- _GIVEN INSTRUCTION A_:
Decide whether each statement agrees with the text on verifying phpMyAdmin download signatures: (i) the signature on the archive was made using RSA key ID 8259BD92; (ii) the text calls relying on the web of trust the most reliable way to validate a key; (iii) Michal Čihař's key id is 0x9C27B31342B7511D. Answer yes or no for each and quote the deciding words of the text.

- _PROVIDED TEXT_:
Some additional downloads (for example themes) might be signed by Michal Čihař. His key id is 0x9C27B31342B7511D, and his PGP fingerprint is:
63CB 1DF1 EF12 CF2A C0EE 5A32 9C27 B313 42B7 511D
and you can get more identification information from <https://keybase.io/nijel>.
You should verify that the signature matches the archive you have downloaded. This way you can be sure that you are using the same code that was released. You should also verify the date of the signature to make sure that you downloaded the latest version.
Each archive is accompanied with .asc
files which contains the PGP signature
for it. Once you have both of them in the same folder, you can verify the signature:
$ gpg --verify phpMyAdmin-4.5.4.1-all-languages.zip.asc
gpg: Signature made Fri 29 Jan 2016 08:59:37 AM EST using RSA key ID 8259BD92
gpg: Can't check signature: public key not found
As you can see gpg complains that it does not know the public key. At this point you should do one of the following steps:
- Download the keyring from our download server, then import it with:
$ gpg --import phpmyadmin.keyring
- Download and import the key from one of the key servers:
$ gpg --keyserver hkp://pgp.mit.edu --recv-keys 3D06A59ECE730EB71B511C17CE752F178259BD92
gpg: requesting key 8259BD92 from hkp server pgp.mit.edu
gpg: key 8259BD92: public key "Isaac Bennetch <[email protected]>" imported
gpg: no ultimately trusted keys found
gpg: Total number processed: 1
gpg: imported: 1 (RSA: 1)
This will improve the situation a bit - at this point you can verify that the signature from the given key is correct but you still can not trust the name used in the key:
$ gpg --verify phpMyAdmin-4.5.4.1-all-languages.zip.asc
gpg: Signature made Fri 29 Jan 2016 08:59:37 AM EST using RSA key ID 8259BD92
gpg: Good signature from "Isaac Bennetch <[email protected]>"
gpg: aka "Isaac Bennetch <[email protected]>"
gpg: WARNING: This key is not certified with a trusted signature!
gpg: There is no indication that the signature belongs to the owner.
Primary key fingerprint: 3D06 A59E CE73 0EB7 1B51 1C17 CE75 2F17 8259 BD92
The problem here is that anybody could issue the key with this name. You need to ensure that the key is actually owned by the mentioned person. The GNU Privacy Handbook covers this topic in the chapter Validating other keys on your public keyring. The most reliable method is to meet the developer in person and exchange key fingerprints, however you can also rely on the web of trust. This way you can trust the key transitively though signatures of others, who have met the developer in person. For example you can see how Isaac’s key links to Linus’s key.

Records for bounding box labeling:
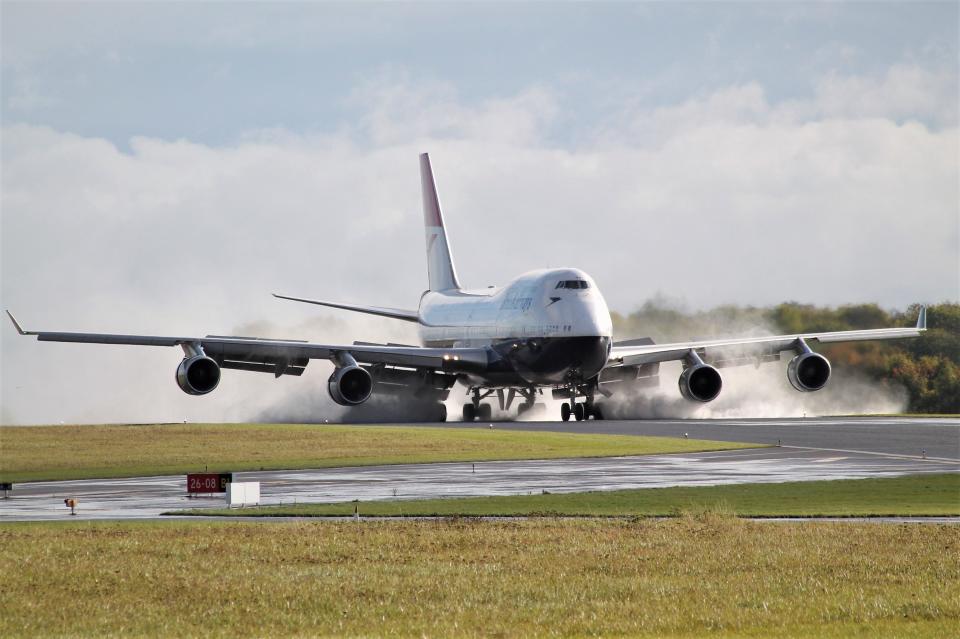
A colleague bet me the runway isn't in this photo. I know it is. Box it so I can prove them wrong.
[0,418,960,522]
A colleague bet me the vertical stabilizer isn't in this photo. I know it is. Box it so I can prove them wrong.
[420,153,460,291]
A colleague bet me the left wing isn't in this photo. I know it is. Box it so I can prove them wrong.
[607,307,927,367]
[7,311,491,377]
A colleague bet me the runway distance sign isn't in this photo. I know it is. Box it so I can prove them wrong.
[187,473,233,494]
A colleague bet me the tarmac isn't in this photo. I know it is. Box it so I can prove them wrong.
[0,417,960,522]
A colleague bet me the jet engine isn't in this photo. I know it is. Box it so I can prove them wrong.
[177,355,220,395]
[680,358,723,402]
[327,353,373,406]
[787,350,830,393]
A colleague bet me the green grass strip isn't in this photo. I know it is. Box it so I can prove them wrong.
[0,424,759,482]
[0,514,960,639]
[184,473,960,517]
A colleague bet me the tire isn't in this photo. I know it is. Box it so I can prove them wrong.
[477,404,493,422]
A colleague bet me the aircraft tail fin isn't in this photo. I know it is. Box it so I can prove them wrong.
[420,153,460,291]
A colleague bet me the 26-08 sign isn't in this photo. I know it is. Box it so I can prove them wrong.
[187,473,233,493]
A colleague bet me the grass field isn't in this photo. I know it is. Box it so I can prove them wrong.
[180,473,960,517]
[0,515,960,637]
[0,424,755,482]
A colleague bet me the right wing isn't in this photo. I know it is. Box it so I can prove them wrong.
[7,311,491,377]
[273,293,420,322]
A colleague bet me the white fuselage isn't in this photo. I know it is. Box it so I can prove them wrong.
[419,268,612,347]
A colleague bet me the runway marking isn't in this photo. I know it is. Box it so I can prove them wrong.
[781,446,960,465]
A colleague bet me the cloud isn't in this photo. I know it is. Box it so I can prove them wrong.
[346,74,559,147]
[2,68,960,422]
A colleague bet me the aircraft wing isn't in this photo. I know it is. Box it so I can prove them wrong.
[7,311,488,377]
[273,293,420,322]
[607,307,927,367]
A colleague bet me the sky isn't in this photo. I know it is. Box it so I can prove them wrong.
[0,0,960,423]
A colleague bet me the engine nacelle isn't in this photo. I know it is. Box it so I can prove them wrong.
[327,358,373,406]
[787,351,830,393]
[177,355,220,395]
[679,364,723,402]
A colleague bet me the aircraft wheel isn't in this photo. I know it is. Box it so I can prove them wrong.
[477,404,493,422]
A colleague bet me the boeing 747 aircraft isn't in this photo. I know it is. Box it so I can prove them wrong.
[7,153,926,422]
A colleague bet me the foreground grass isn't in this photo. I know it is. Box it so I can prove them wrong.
[0,515,960,637]
[186,473,960,517]
[0,424,753,482]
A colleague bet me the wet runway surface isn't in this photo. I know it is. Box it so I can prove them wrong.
[416,417,960,459]
[0,418,960,521]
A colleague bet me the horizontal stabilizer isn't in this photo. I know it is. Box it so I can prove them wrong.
[273,293,420,322]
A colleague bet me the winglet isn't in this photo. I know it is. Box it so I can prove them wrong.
[5,309,36,335]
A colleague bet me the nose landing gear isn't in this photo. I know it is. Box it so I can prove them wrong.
[554,384,603,422]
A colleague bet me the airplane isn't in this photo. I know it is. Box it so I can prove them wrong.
[7,153,926,422]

- _GIVEN INSTRUCTION B_:
Repeat everything in the records from the line that contains "A colleague bet me the grass" down to the line that contains "[0,0,960,423]", with both of those lines included.

- _EXERCISE RESPONSE A_:
(i) Yes: "gpg: Signature made Fri 29 Jan 2016 08:59:37 AM EST using RSA key ID 8259BD92"
(ii) No: "The most reliable method is to meet the developer in person and exchange key fingerprints, however you can also rely on the web of trust."
(iii) Yes: "His key id is 0x9C27B31342B7511D"

- _EXERCISE RESPONSE B_:
A colleague bet me the grass field isn't in this photo. I know it is. Box it so I can prove them wrong.
[180,473,960,517]
[0,515,960,637]
[0,424,755,482]
A colleague bet me the right wing isn't in this photo. I know it is. Box it so I can prove them wrong.
[7,311,491,377]
[273,293,420,322]
A colleague bet me the white fuselage isn't in this photo. I know it is. Box it so I can prove them wrong.
[419,268,612,347]
A colleague bet me the runway marking isn't in this photo. I know it is. Box it so I can prove them wrong.
[781,446,960,465]
A colleague bet me the cloud isn't in this photo. I know it is. Box it so I can prove them wrong.
[346,74,559,147]
[2,68,960,422]
A colleague bet me the aircraft wing isn't in this photo. I know it is. Box it so I can prove them wrong.
[7,311,488,377]
[273,293,420,322]
[607,307,927,367]
A colleague bet me the sky isn't in this photo. I know it is. Box it so I can prove them wrong.
[0,0,960,423]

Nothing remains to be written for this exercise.